◆ Extract provided ◆
— start —

Traditional altitude measurement methods, such as the Global Positioning System (GPS) and barometric sensors, are often limited by external factors such as weather conditions and signal obstructions. GPS accuracy can degrade in areas where signals are weak or blocked, while barometric sensors are susceptible to atmospheric pressure fluctuations, leading to inconsistencies in altitude readings [6,7]. Laser altimeters provide high-precision measurements but are costly and may introduce additional payload and complexity to UAV systems [8]. These limitations create a need for alternative altitude estimation approaches that are both accurate and resilient to environmental disturbances.

In recent years, vision-based methods leveraging onboard cameras have emerged as promising alternatives for UAV altitude estimation [9,10]. Unlike traditional sensors, vision-based approaches are less affected by signal loss or atmospheric conditions, making them suitable for diverse operational environments. Several studies have explored the potential of monocular depth estimation for UAV navigation, where deep learning models infer altitude from a single aerial image [11,12,13]. For example, Zhang et al. [14] successfully applied deep learning to monocular images for altitude estimation, demonstrating its feasibility. However, many of these studies utilized limited datasets or lacked robustness across varying environmental and flight conditions.

Deep learning, particularly convolutional neural networks (CNNs), has shown remarkable performance in image-based perception tasks, including depth estimation and UAV navigation [15,16,17]. CNNs can extract complex spatial patterns from aerial images, enabling accurate altitude estimation from single-frame nadir (downward-facing) images. Recent advancements in deep learning have further improved real-time UAV perception capabilities. For instance, Zheng et al. [18] proposed a lightweight monocular depth estimation framework optimized for UAV navigation in indoor environments, achieving high accuracy with minimal computational requirements. Similarly, Piyakawanich and Phasukkit [11] combined clustering techniques with deep learning to enhance altitude estimation accuracy, demonstrating the potential of hybrid approaches. Additional studies focusing on monocular depth estimation in UAVs have introduced techniques such as edge-enhanced transformers or real-world self-supervision [13,19,20], further expanding the possibilities for robust, real-time UAV operations.

Despite these advancements, a gap remains in developing a vision-based altitude estimation model trained on large-scale nadir image datasets captured under diverse flight and environmental conditions. Existing studies have often focused on stereo vision or structure-from-motion techniques, which require additional computational resources and may not be suitable for real-time applications [21,22]. This study aims to address this gap by proposing a deep learning-based altitude estimation model trained on a large and diverse nadir image dataset, enabling a more robust and generalizable solution. Unlike prior studies, which often relied on small-scale datasets or stereo vision techniques, our approach leverages a large-scale nadir image dataset and a transfer learning-based CNN model (ResNet50) optimized for altitude regression. This enables more robust and real-time altitude estimation across diverse terrains and conditions.

— end —

◆ Data extract ◆
— start —

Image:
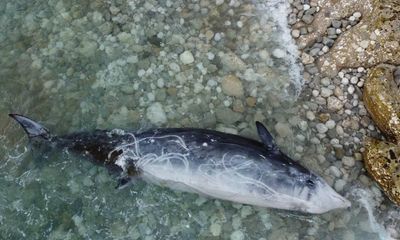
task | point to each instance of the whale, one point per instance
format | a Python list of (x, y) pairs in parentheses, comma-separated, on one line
[(210, 163)]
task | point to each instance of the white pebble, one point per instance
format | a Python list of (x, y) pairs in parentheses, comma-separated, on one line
[(219, 2), (237, 235), (315, 93), (326, 92), (186, 57), (278, 53), (350, 89), (210, 56), (348, 161), (339, 185), (141, 72), (357, 14), (310, 115), (335, 171), (321, 128), (354, 80), (155, 113), (217, 37), (330, 124)]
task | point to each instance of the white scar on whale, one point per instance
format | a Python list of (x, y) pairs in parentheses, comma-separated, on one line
[(206, 162)]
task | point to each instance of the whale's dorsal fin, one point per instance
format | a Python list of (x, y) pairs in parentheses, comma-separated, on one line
[(266, 137), (32, 128)]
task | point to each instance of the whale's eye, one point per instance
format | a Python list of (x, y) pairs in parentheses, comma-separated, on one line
[(310, 183)]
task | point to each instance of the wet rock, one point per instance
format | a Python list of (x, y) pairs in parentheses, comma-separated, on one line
[(186, 57), (377, 37), (237, 235), (283, 129), (232, 62), (334, 104), (155, 113), (306, 58), (227, 116), (348, 161), (232, 86)]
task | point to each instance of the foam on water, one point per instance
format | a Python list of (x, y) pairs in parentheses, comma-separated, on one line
[(279, 10)]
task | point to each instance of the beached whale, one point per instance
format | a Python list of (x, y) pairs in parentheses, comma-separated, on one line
[(210, 163)]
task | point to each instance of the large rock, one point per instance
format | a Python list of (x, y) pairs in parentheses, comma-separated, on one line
[(381, 158), (375, 39)]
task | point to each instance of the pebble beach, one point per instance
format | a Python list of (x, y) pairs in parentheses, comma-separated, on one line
[(82, 65)]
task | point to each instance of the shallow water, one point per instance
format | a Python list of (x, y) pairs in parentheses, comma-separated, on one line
[(80, 65)]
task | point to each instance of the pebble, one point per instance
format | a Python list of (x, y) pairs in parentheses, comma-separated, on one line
[(351, 89), (335, 171), (334, 104), (315, 93), (237, 235), (232, 86), (283, 129), (227, 116), (307, 18), (321, 128), (155, 113), (215, 229), (219, 2), (336, 23), (330, 124), (326, 92), (325, 81), (306, 58), (278, 53), (186, 57), (339, 185), (339, 130), (357, 14), (354, 80), (295, 33), (348, 161)]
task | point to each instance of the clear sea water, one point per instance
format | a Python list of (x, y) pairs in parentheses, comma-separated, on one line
[(81, 65)]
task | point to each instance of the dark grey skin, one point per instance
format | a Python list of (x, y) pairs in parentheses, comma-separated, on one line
[(207, 162)]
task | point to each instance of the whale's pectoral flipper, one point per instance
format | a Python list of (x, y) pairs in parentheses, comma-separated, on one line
[(32, 128), (131, 173), (266, 137)]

— end —

◆ Task requirements ◆
a. In the passage on UAV altitude estimation, which CNN model does the proposed approach use for altitude regression?
b. Decide whether each statement agrees with the passage on UAV altitude estimation, and support each yes or no with the deciding words quoted from that passage.
(i) Laser altimeters are an inexpensive way to measure altitude.
(ii) The framework proposed by Zheng et al. was optimized for UAV navigation indoors.
(iii) Barometric sensors can give inconsistent altitude readings because of changes in atmospheric pressure.
c. Write the next part of the passage on UAV altitude estimation, starting after its final sentence.

◆ Per-task answers ◆
a. ResNet50, a transfer learning-based CNN.

b.
(i) No: "Laser altimeters provide high-precision measurements but are costly"
(ii) Yes: "optimized for UAV navigation in indoor environments"
(iii) Yes: "barometric sensors are susceptible to atmospheric pressure fluctuations, leading to inconsistencies in altitude readings"

c.
To achieve this, a pre-trained CNN model has been fine-tuned for altitude regression using UAV flight data. The model’s performance is evaluated in various real-world scenarios, highlighting its potential as an alternative or complement to traditional altitude sensors. As deep learning continues to drive innovations in autonomous systems [23], vision-based altitude estimation represents a promising direction for enhancing UAV navigation and mission planning capabilities.

The remainder of this paper is organized as follows: Section 2 (Materials and Methods) presents detailed information on dataset acquisition, preprocessing procedures, model architecture, and the training process. Section 3 (Results and Discussion) reports the experimental findings and discusses the performance of the proposed model in both urban and rural environments. Finally, Section 4 (Conclusions) summarizes the key outcomes and suggests potential directions for future research.

2. Materials and Methods

This study aims to estimate altitude using deep learning techniques from unmanned aerial vehicle (UAV) images. The method consists of three main stages: data acquisition and preprocessing, model training and model testing.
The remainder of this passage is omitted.